*EXERCISE SET*
1 > Rewrite the paragraph beginning "It's a race where making it down the track" from the account of racing at home in Calgary as a short bulleted list that keeps its main facts.
2 > Translate this sentence from the account of racing at home in Calgary into Spanish: "It's the one place where I fear failure the most."
3 > According to the account of racing at home in Calgary, what was the temperature on the first day of training?

*TEXT PROVIDED*
◇ ◇ ◇ ◇ ◇
One
would think that racing at home should prove less challenging given
the sheer training volume on that track alone, yet ironically, for
me it's the exact opposite. It's the one time where that enormous
desire to perform is equally matched by the desire to not disappoint.
It's the one place where I fear failure the most. It's the one
place where 'failure' can actually be defined, and more importantly,
felt. Because no matter what track record you lay down or personal
best you achieve, unless you win, you failed.
Medal or not, I always want to race fast in Calgary. Contrary
to Lake Placid, Calgary is one of the least technically demanding
tracks on the circuit. It's a fast track where, although basic sliding
principles are required, it is the meticulous details that crown
a winner.
It's a race where making it down the track isn't the challenge
– it's who makes it down the fastest. And in Calgary, that
is extremely difficult to do. A small driving error, sloppily pointed
toes, a hundredth too slow at the start, or a centimetre-long scratch
on your steels will, without a doubt, cost you the race.
Training felt good, but it usually does in Calgary. The weather
was a tad cold the first day (-18 C) but warmed up in time for the
race.
After coming home from my silver-medal performance, I couldn't
help but have heightened expectations at my home track and I'm pretty
sure the rest of the team and coaches felt the same way.
One question I was repeatedly asked in the slew of media interviews
upon arriving home was if gold was now the goal. Of course I would
be racing to win, but I knew that Calgary would prove to be one
of the toughest races in terms of sliding, pressure, and focus.
More than twenty of my family members from as far as Saskatoon,
as well as countless ex-lugers, friends and supporters, came out
to watch us, the Canadians, take the ice at home. Keeping your eyes
on the prize when you know there is a big, bright spotlight shining
on you, is extremely difficult. And this year it was even harder.
I was initially convinced that my performance in Lake Placid would
build momentum for Calgary. I figured that a medal would automatically
translate into increased confidence which would subsequently mean
increased level of performance. But strangely, the second I suited
up to train in Calgary, I felt something I have never felt before.
I felt the need to prove myself...my medal.
To defend the fact that I won silver…that I almost ended
the German streak.
Like a child who doesn't want to go to bed, I didn't want to lose.
◇ ◇ ◇ ◇ ◇
(Stored data entries)

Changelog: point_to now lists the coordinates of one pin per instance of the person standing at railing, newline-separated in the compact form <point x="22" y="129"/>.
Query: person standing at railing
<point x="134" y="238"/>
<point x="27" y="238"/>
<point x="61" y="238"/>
◇ ◇ ◇ ◇ ◇
*RESPONSES TO THE EXERCISE*
1 >
- In Calgary, the challenge is not getting down the track but being the fastest, which is extremely difficult.
- Any small flaw will cost the race: a minor driving error, sloppily pointed toes, a start a hundredth too slow, or a centimeter-long scratch on the steels.

2 > Es el único lugar donde más temo al fracaso.

3 > It was -18 C.